*** Opening of PASSAGE SHOWN ***

“We just watched all those people die!”

I was at home.

It was Tuesday morning and I was taking my time getting to the office. Aiden, one year old at the time, was sitting at the table, finishing up his breakfast. Christy, pregnant with Alyson, was in the bedroom and I thought she was asleep.

When the Today Show returned from break, I heard Matt Lauer say something about a live shot of the World Trade Center and how a plane had crashed into it.

I gasped.

I thought it was hardly audible, but apparently it wasn’t. Christy came bursting out of the bedroom asking, “What? What happened?”

Like many people, I just thought it was some type of small, private plane. But the image of the gaping hole with smoke billowing out of it was haunting. Then the news began to trickle out. This was no small, private plane. It was an airliner.

Was it some freak accident? A horrible coincidence? I tried to convince myself that this was anything but the elephant in the room.

I turned away for a moment and let Aiden out of his high chair. I heard Christy gasp and then a voice on the Today Show say that a second plane had just hit the Tower.

*** Close of PASSAGE SHOWN ***
*** Opening of INFORMATION GIVEN ***

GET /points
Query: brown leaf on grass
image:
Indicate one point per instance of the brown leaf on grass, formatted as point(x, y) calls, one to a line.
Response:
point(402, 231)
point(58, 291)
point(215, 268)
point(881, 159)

*** Close of INFORMATION GIVEN ***

• REQUIRED ACTION
List every person the World Trade Center passage mentions by name.

• RESPONSE
Aiden, Christy, Alyson, Matt Lauer